## GIVEN INSTRUCTION 1
Copy out the records verbatim, beginning at the first line of the records and stopping after the line that contains "[846,201,992,351]".

[START OF EXTRACT TO READ]

Created: March 29, 2022
Modified: January 06, 2023

policy gradient

This page is from my personal notes, and has not been specifically reviewed for public consumption. It might be incomplete, wrong, outdated, or stupid. Caveat lector.

(see also my deep RL notes from John Schulman's class several years ago, which cover much of the same material)

We can approach reinforcement learning as learning a policy $\pi_\theta$ by following the gradient of its value $V_{\pi_\theta}$ . For simplicity we'll assume a fixed initial state $s_0$ and fixed-length finite trajectories, but these results can be generalized to discounted-reward or average-reward notions of value in the continuing setting.

[END OF EXTRACT TO READ]

## GIVEN INSTRUCTION 2
Decide whether each statement agrees with the policy gradient notes, answering yes or no and quoting the deciding words: (a) the notes assume trajectories of fixed, finite length; (b) the page has been reviewed for public consumption; (c) the page was last modified in March 2022.

[START OF RECORDED INFORMATION]

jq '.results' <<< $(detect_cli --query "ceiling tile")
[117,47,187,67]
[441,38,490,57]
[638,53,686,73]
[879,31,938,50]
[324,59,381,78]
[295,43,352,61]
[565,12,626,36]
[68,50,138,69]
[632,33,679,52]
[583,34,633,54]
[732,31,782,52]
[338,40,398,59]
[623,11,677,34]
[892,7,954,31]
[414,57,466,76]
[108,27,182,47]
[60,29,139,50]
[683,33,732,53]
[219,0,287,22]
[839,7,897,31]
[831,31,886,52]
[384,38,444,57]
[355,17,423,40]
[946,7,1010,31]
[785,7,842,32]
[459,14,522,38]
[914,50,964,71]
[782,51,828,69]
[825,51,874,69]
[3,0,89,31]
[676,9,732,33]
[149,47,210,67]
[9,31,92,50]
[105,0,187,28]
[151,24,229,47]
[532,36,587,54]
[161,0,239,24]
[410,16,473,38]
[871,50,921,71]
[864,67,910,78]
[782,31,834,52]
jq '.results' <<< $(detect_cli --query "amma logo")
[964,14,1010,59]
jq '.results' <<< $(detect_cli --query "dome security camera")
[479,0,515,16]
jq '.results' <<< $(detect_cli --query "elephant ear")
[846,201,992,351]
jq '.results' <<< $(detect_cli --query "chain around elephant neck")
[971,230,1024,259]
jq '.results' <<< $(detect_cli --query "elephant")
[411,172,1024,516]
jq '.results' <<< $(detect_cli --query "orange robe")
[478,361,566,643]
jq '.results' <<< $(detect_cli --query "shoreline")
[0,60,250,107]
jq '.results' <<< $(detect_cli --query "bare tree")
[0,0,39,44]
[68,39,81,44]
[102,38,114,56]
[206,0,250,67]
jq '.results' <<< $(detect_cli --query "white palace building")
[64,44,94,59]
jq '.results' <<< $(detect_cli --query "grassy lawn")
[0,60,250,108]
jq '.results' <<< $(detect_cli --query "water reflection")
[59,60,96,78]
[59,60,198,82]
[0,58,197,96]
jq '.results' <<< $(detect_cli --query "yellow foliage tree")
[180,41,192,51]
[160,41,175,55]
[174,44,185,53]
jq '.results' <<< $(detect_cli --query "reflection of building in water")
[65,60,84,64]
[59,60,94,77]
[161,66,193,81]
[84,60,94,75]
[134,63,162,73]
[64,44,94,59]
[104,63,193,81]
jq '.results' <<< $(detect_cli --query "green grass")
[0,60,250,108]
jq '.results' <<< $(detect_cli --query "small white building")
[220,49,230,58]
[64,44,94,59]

[END OF RECORDED INFORMATION]

## COMPLETE RESPONSE 1
jq '.results' <<< $(detect_cli --query "ceiling tile")
[117,47,187,67]
[441,38,490,57]
[638,53,686,73]
[879,31,938,50]
[324,59,381,78]
[295,43,352,61]
[565,12,626,36]
[68,50,138,69]
[632,33,679,52]
[583,34,633,54]
[732,31,782,52]
[338,40,398,59]
[623,11,677,34]
[892,7,954,31]
[414,57,466,76]
[108,27,182,47]
[60,29,139,50]
[683,33,732,53]
[219,0,287,22]
[839,7,897,31]
[831,31,886,52]
[384,38,444,57]
[355,17,423,40]
[946,7,1010,31]
[785,7,842,32]
[459,14,522,38]
[914,50,964,71]
[782,51,828,69]
[825,51,874,69]
[3,0,89,31]
[676,9,732,33]
[149,47,210,67]
[9,31,92,50]
[105,0,187,28]
[151,24,229,47]
[532,36,587,54]
[161,0,239,24]
[410,16,473,38]
[871,50,921,71]
[864,67,910,78]
[782,31,834,52]
jq '.results' <<< $(detect_cli --query "amma logo")
[964,14,1010,59]
jq '.results' <<< $(detect_cli --query "dome security camera")
[479,0,515,16]
jq '.results' <<< $(detect_cli --query "elephant ear")
[846,201,992,351]

## COMPLETE RESPONSE 2
(a) Yes: "fixed-length finite trajectories"
(b) No: "has not been specifically reviewed for public consumption"
(c) No: "Modified: January 06, 2023"